• Items:
━━━━━━━━━━━━━━━━
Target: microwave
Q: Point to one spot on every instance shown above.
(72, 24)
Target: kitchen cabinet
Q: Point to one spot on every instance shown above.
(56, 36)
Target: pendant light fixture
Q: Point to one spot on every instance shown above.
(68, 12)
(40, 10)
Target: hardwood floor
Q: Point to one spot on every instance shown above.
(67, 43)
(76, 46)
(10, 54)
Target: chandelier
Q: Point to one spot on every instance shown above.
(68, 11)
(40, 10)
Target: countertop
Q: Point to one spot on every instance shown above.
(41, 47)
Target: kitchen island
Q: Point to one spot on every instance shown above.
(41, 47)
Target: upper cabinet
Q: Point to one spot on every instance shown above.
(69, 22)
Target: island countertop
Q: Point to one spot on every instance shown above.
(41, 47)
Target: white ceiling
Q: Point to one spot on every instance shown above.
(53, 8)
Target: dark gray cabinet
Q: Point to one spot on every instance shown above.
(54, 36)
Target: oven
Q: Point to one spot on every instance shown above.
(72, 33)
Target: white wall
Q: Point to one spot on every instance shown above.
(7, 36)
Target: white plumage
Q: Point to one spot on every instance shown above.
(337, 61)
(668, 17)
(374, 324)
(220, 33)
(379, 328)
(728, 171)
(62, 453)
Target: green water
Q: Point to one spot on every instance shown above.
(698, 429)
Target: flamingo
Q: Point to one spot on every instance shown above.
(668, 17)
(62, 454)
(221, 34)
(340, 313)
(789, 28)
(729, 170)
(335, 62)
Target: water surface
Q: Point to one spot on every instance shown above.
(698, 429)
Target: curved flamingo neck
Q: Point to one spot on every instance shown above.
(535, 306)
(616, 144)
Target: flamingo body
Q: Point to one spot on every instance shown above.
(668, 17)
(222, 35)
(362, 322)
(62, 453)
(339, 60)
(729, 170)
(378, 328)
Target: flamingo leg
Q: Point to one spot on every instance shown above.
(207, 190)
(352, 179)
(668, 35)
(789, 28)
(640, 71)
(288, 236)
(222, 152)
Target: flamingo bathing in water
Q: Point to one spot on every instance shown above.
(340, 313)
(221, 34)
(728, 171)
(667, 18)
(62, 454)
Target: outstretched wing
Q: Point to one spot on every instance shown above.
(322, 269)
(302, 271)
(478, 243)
━━━━━━━━━━━━━━━━
• Stated exercise: Please reproduce all of the records above line for line, with no changes.

• Problem solution:
Target: microwave
Q: Point to one spot on every instance shown above.
(72, 24)
Target: kitchen cabinet
Q: Point to one spot on every instance shown above.
(56, 36)
Target: pendant light fixture
Q: Point to one spot on every instance shown above.
(68, 12)
(40, 10)
Target: hardwood floor
Q: Point to one spot on every instance shown above.
(67, 43)
(76, 46)
(10, 54)
Target: chandelier
Q: Point to one spot on every instance shown above.
(68, 11)
(40, 10)
Target: countertop
Q: Point to one spot on every instance shown above.
(41, 47)
Target: kitchen island
Q: Point to one spot on every instance shown above.
(41, 47)
Target: upper cabinet
Q: Point to one spot on every instance shown above.
(69, 22)
Target: island countertop
Q: Point to one spot on every instance shown above.
(41, 47)
Target: white ceiling
Q: Point to one spot on every instance shown above.
(53, 8)
Target: dark gray cabinet
Q: Point to one spot on every instance shown above.
(54, 36)
Target: oven
Q: Point to one spot on every instance shown above.
(72, 33)
Target: white wall
Q: Point to one spot on every instance shown above.
(7, 36)
Target: white plumage
Q: Point to one spot on every instance shown above.
(337, 61)
(668, 17)
(374, 324)
(220, 33)
(379, 328)
(728, 171)
(62, 453)
Target: green water
Q: Point to one spot on every instance shown above.
(698, 429)
Target: flamingo
Q: Point to one spot on every instance shown above.
(668, 17)
(62, 454)
(221, 34)
(340, 313)
(789, 28)
(729, 170)
(335, 62)
Target: water surface
Q: Point to one spot on every instance shown above.
(698, 429)
Target: curved flamingo neck
Q: Point to one spot on every instance shown above.
(535, 306)
(616, 144)
Target: flamingo body
Q: Point to one spot on every instance shown above.
(668, 17)
(222, 35)
(362, 322)
(62, 453)
(339, 60)
(729, 170)
(378, 328)
Target: flamingo leg
Q: Point to one spot on every instance shown above.
(207, 190)
(352, 179)
(668, 35)
(789, 28)
(640, 71)
(288, 236)
(222, 152)
Target: flamingo bathing in water
Q: Point to one spot on every instance shown above.
(340, 313)
(221, 34)
(728, 171)
(667, 18)
(62, 454)
Target: outstretched wing
Q: Point to one spot on every instance shown above.
(322, 269)
(302, 271)
(478, 243)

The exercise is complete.